- **TASK OBJECTIVE**
Transcribe each line below verbatim; pictures excluded.

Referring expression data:
* * * *

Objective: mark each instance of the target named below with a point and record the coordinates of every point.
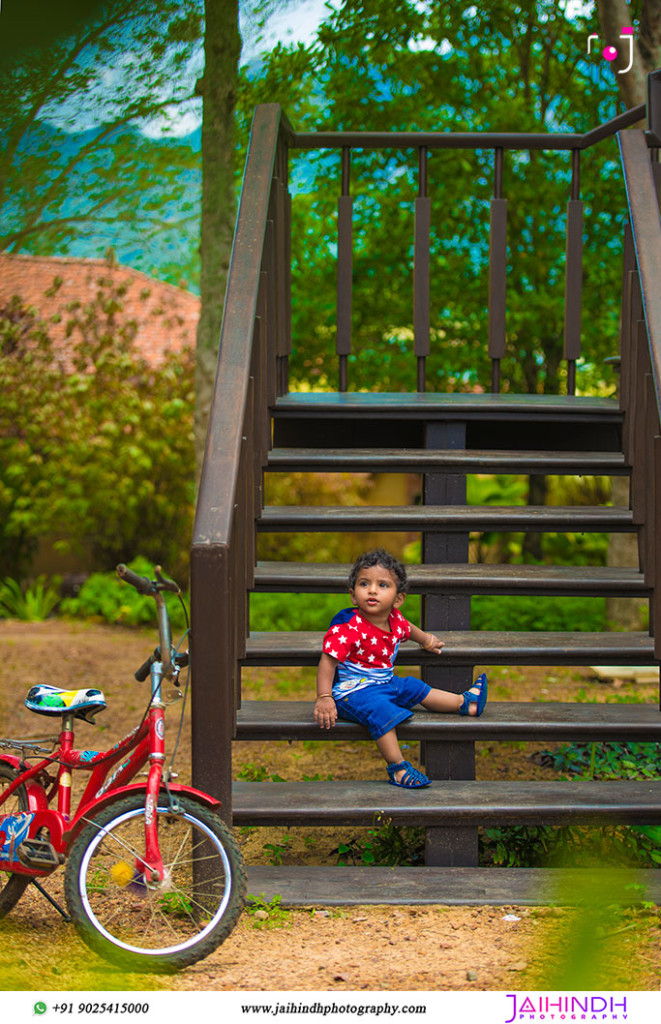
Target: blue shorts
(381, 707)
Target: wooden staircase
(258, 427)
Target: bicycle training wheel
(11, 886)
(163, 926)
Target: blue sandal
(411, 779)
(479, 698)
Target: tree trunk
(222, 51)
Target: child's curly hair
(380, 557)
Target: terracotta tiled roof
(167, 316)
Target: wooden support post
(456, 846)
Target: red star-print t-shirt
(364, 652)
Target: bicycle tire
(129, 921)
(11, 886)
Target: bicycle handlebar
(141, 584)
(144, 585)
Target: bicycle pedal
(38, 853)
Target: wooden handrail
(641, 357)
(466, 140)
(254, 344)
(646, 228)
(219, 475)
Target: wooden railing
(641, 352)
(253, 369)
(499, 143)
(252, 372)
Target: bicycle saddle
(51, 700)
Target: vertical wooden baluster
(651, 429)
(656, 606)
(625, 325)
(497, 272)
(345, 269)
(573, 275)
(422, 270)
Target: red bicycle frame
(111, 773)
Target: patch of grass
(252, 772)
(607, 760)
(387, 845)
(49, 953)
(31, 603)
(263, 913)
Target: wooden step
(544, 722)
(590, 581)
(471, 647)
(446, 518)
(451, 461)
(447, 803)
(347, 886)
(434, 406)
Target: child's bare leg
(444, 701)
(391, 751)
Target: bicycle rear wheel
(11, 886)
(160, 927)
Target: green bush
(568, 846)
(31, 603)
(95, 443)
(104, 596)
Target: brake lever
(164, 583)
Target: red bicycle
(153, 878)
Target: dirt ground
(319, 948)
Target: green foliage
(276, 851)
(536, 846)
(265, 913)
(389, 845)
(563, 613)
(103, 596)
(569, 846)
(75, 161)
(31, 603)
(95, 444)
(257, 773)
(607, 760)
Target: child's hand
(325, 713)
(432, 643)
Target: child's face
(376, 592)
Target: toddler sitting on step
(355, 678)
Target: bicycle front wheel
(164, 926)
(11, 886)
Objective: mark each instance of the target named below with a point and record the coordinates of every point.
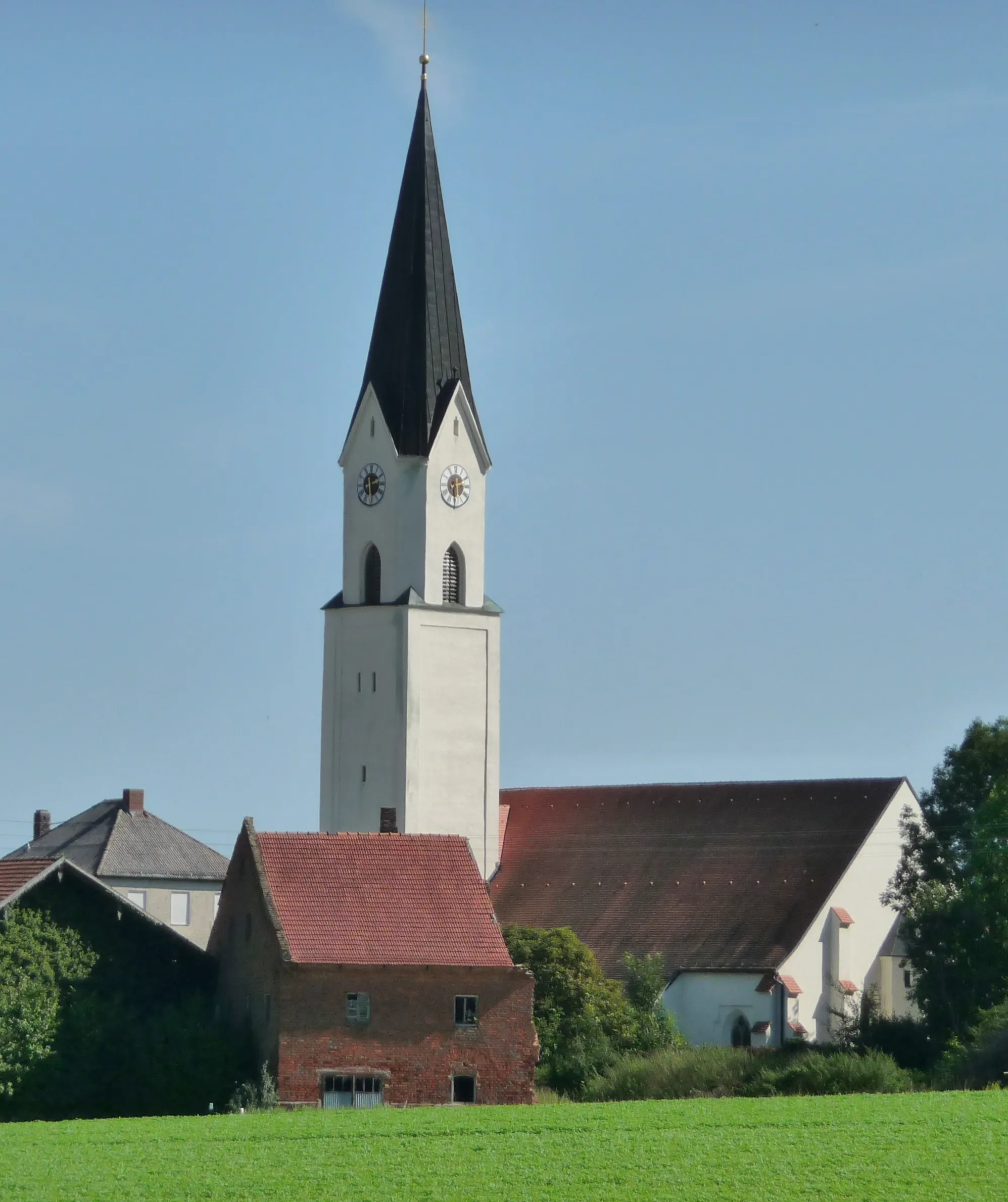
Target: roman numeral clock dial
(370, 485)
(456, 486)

* * * *

- **REPLY TO THE EXERCISE**
Objective: mark each instance of the target named below with a point and record the coordinates of every point.
Target: blue shorts
(381, 707)
Target: wooden staircase
(258, 427)
Target: bicycle training wheel
(11, 886)
(163, 926)
Target: blue sandal
(411, 779)
(479, 698)
Target: tree trunk
(222, 51)
Target: child's curly hair
(380, 557)
Target: terracotta tiled roof
(167, 316)
Target: wooden support post
(456, 846)
Target: red star-print t-shirt
(364, 652)
Target: bicycle tire
(129, 921)
(11, 886)
Target: bicycle handlebar
(141, 584)
(144, 585)
Target: bicycle pedal
(38, 853)
Target: wooden handrail
(641, 357)
(466, 140)
(254, 344)
(646, 228)
(219, 475)
Target: wooden railing
(641, 352)
(253, 369)
(499, 143)
(252, 372)
Target: bicycle saddle
(51, 700)
Target: vertical wooden baluster
(651, 429)
(656, 606)
(625, 325)
(497, 272)
(345, 269)
(573, 275)
(422, 270)
Target: red bicycle frame
(111, 773)
Target: patch of grass
(252, 772)
(607, 760)
(387, 845)
(49, 953)
(31, 603)
(263, 913)
Target: wooden step
(544, 722)
(590, 581)
(471, 647)
(446, 518)
(451, 461)
(447, 803)
(347, 886)
(434, 406)
Target: child's bare leg
(444, 701)
(391, 751)
Target: bicycle rear wheel
(11, 886)
(160, 927)
Target: green bush
(568, 846)
(31, 603)
(95, 443)
(104, 596)
Target: brake lever
(164, 583)
Target: red bicycle
(153, 878)
Target: dirt ground
(319, 948)
Target: green foliage
(276, 851)
(536, 846)
(265, 913)
(389, 845)
(563, 613)
(103, 596)
(569, 846)
(75, 161)
(31, 603)
(95, 444)
(257, 773)
(607, 760)
Target: child's hand
(325, 713)
(432, 643)
Target: child's face
(376, 592)
Target: toddler sitting on step
(355, 678)
Target: bicycle front wheel
(164, 926)
(11, 886)
Objective: mark each instance of the target named below with a point and record the coordinates of every point.
Target: roman numeral clock dial
(370, 485)
(456, 486)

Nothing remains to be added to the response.